Express the records, starting at the beginning and ending at the line containing "[[[192,122],[191,83],[188,83],[185,124],[191,125],[191,122]]]" (both included), as a two-column CSV with the header instruction,polygons. Give one row per record, with its text and its answer each in a single quoted field and line breaks turned into spaces.
<<<<
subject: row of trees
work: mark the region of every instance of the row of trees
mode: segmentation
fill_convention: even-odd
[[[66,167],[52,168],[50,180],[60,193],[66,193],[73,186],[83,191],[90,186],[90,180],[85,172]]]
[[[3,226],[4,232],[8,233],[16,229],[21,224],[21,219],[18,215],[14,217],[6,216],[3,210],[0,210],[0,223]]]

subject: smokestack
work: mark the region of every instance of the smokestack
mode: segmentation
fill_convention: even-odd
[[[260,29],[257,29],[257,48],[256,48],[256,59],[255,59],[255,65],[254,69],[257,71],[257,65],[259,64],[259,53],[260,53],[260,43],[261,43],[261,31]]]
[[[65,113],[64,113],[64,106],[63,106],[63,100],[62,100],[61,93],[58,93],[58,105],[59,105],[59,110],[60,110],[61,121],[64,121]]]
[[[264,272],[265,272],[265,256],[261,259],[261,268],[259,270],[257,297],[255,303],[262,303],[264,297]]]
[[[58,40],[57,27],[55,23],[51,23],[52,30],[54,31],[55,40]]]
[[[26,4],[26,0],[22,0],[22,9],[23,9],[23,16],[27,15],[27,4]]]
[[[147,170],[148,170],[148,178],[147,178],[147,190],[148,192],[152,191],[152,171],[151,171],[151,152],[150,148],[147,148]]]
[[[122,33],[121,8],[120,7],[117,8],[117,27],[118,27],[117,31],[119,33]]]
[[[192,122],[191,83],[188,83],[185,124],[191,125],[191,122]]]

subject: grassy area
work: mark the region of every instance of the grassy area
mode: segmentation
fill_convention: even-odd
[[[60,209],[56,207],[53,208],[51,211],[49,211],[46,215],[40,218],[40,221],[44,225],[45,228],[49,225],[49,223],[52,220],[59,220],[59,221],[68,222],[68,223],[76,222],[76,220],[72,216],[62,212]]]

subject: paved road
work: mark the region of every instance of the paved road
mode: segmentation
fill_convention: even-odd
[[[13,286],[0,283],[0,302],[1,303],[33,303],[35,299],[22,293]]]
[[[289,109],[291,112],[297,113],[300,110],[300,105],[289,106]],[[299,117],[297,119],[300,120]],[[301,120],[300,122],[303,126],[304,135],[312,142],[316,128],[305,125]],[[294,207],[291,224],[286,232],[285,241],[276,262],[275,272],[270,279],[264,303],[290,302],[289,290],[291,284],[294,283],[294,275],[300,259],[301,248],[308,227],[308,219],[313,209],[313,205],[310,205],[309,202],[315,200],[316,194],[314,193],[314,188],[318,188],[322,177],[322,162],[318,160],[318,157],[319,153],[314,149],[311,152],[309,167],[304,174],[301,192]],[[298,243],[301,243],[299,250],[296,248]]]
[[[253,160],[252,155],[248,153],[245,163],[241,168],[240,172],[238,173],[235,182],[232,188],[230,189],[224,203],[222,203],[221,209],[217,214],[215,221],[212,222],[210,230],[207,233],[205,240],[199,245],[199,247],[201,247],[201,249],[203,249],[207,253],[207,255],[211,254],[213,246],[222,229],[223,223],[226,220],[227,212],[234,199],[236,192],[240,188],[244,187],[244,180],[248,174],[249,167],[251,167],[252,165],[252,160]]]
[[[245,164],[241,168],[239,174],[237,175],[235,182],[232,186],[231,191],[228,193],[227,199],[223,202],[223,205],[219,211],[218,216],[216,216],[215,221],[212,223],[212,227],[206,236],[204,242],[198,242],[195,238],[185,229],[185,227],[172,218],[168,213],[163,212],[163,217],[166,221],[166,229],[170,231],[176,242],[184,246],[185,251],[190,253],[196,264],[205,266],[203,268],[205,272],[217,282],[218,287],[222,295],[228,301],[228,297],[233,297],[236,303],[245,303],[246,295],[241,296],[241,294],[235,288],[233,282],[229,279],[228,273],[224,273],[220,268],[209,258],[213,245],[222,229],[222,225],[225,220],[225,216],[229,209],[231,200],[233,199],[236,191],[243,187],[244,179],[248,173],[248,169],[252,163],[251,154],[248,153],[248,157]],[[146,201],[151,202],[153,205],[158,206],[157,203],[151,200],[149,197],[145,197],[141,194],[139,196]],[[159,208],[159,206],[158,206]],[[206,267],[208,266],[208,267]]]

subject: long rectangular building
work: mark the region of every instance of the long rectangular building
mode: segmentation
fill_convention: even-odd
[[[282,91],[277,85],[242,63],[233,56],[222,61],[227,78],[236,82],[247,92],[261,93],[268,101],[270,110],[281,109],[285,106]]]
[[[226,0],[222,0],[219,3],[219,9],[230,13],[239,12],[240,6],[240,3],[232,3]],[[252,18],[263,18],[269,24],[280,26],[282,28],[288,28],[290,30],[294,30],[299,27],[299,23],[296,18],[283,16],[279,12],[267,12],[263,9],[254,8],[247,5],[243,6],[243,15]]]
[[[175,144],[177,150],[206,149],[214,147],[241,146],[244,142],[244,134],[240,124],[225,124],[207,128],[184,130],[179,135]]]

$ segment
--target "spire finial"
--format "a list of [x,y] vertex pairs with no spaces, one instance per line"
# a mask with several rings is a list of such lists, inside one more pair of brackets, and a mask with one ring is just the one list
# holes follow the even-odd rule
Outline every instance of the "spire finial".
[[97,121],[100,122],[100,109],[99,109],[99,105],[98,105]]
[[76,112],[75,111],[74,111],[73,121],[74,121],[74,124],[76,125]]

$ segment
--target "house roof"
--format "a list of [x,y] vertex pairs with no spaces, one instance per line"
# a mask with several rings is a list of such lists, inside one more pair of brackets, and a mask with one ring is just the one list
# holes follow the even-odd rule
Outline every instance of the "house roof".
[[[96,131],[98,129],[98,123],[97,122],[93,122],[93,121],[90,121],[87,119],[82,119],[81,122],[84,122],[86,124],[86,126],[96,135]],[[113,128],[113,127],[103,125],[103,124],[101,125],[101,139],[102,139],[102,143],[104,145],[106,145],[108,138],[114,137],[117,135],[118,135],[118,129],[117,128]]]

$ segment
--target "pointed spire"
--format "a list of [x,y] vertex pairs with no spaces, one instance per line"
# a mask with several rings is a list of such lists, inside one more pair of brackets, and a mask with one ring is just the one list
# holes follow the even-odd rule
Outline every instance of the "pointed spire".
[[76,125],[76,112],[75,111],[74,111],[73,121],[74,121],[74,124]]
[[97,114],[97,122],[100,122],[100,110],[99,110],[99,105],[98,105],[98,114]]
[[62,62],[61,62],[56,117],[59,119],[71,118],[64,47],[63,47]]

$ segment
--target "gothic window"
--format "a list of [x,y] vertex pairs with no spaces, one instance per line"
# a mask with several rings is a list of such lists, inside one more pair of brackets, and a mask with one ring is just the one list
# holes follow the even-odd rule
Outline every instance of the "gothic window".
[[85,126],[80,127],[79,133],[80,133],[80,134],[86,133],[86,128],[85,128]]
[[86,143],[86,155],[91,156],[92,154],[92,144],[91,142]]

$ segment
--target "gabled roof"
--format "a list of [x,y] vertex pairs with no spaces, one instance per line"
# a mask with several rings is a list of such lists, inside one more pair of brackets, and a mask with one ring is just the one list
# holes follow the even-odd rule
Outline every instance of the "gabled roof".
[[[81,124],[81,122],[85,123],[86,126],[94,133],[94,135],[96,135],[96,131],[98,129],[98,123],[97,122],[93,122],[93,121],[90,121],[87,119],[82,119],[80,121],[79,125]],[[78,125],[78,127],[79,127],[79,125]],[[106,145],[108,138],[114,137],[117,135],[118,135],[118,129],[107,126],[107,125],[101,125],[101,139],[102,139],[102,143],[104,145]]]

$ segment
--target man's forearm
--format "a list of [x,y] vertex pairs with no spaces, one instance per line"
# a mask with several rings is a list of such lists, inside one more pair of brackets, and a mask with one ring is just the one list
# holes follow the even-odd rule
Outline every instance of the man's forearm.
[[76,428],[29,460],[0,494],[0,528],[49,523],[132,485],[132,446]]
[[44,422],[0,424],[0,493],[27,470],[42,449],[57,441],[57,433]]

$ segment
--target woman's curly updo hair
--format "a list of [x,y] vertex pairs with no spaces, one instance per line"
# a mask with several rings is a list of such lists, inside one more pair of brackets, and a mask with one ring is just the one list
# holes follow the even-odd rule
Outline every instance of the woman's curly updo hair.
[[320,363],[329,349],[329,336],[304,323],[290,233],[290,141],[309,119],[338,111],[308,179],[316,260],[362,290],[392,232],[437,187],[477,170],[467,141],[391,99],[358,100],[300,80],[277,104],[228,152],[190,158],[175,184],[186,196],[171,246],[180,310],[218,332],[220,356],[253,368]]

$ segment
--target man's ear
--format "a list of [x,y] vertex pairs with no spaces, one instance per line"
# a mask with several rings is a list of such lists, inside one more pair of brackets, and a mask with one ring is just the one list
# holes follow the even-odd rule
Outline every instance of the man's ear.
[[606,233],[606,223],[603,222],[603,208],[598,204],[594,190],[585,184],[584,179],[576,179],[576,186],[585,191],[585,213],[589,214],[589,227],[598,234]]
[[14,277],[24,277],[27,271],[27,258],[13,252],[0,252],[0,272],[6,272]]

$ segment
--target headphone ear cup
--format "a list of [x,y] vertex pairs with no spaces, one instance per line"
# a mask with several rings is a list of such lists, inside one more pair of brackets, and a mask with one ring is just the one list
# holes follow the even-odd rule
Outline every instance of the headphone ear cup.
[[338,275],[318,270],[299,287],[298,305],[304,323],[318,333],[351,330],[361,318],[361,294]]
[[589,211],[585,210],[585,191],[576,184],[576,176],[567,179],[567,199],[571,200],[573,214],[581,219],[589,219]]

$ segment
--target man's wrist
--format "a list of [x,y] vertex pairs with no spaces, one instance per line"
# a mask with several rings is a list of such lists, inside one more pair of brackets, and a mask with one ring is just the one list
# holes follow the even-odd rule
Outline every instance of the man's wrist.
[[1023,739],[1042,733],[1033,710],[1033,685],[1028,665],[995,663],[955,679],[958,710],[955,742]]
>>>>
The result:
instruction,polygons
"subject: row of trees work: mark the region of every instance of the row of trees mode: segmentation fill_convention: even-odd","[[[66,167],[52,168],[50,180],[60,193],[66,193],[73,186],[83,191],[90,186],[90,180],[85,172]]] [[[3,226],[4,232],[8,233],[16,229],[21,224],[21,219],[18,215],[14,217],[6,216],[3,210],[0,210],[0,223]]]"
"subject: smokestack work: mark the region of every instance of the smokestack mode: segmentation fill_convention: even-odd","[[[260,29],[257,29],[257,48],[256,48],[256,59],[255,59],[255,65],[254,69],[257,71],[257,65],[259,64],[259,53],[260,53],[260,43],[261,43],[261,31]]] [[[65,113],[64,113],[64,106],[63,106],[63,100],[62,100],[61,93],[58,93],[58,105],[59,105],[59,110],[60,110],[61,121],[64,121]]] [[[264,272],[265,272],[265,256],[261,259],[261,268],[259,270],[257,297],[255,303],[262,303],[264,297]]] [[[58,40],[57,27],[55,23],[51,23],[52,30],[54,31],[55,40]]] [[[26,4],[26,0],[22,0],[22,9],[23,9],[23,16],[27,15],[27,4]]] [[[147,170],[148,170],[148,178],[147,178],[147,190],[148,192],[152,191],[152,171],[151,171],[151,152],[150,148],[147,148]]] [[[122,33],[121,8],[120,7],[117,8],[117,27],[118,27],[117,31],[119,33]]] [[[192,122],[191,83],[188,83],[185,124],[191,125],[191,122]]]"